* Saved data entries *
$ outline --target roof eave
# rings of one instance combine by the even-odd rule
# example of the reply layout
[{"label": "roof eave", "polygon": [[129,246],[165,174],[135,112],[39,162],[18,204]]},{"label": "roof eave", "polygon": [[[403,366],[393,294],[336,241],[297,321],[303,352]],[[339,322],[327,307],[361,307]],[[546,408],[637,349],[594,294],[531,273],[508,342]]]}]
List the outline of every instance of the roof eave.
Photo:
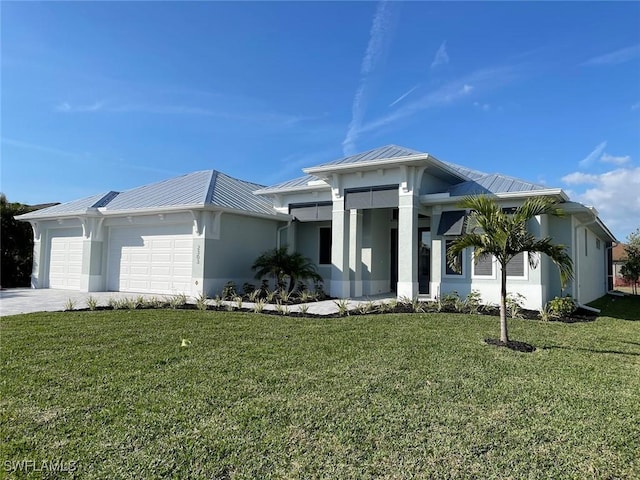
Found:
* * *
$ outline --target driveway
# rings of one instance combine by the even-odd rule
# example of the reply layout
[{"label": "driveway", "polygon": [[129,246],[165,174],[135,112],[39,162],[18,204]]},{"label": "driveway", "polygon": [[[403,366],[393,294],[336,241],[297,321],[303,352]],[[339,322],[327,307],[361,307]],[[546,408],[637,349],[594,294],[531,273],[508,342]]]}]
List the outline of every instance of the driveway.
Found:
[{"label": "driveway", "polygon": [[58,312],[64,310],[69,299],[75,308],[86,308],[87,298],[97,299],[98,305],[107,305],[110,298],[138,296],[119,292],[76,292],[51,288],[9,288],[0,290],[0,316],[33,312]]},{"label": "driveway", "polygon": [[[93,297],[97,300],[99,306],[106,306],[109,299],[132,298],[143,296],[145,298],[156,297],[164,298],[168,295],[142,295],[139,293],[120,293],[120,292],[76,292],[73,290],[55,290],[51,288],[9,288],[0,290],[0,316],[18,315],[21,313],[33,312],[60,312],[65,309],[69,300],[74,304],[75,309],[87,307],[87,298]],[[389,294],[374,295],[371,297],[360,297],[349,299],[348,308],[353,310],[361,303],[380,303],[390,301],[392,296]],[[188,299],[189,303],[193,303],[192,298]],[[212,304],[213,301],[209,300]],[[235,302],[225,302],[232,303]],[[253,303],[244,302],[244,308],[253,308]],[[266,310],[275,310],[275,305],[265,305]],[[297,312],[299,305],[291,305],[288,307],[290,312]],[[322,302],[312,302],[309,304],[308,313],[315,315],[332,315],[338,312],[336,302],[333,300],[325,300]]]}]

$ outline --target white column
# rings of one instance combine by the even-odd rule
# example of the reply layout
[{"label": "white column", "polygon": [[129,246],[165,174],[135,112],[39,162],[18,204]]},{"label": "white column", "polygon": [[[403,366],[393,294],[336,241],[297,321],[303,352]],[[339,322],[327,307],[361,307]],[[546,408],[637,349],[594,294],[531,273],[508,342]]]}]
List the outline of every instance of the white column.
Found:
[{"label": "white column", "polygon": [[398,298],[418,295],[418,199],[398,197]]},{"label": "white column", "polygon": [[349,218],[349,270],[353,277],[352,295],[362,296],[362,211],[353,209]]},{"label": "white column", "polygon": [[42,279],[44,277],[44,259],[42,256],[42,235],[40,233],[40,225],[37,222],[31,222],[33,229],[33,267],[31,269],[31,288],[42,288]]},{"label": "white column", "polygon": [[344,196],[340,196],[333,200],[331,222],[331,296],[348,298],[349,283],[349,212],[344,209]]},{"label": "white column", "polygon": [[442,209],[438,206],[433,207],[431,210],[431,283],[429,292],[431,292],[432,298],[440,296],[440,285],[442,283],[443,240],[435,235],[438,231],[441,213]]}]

* Work required *
Find the word "every" in the records and pull out each line that has it.

* Task answer *
List the outline of every instance of the roof eave.
List the outline of every instance of the driveway.
List the outline of every instance of the white column.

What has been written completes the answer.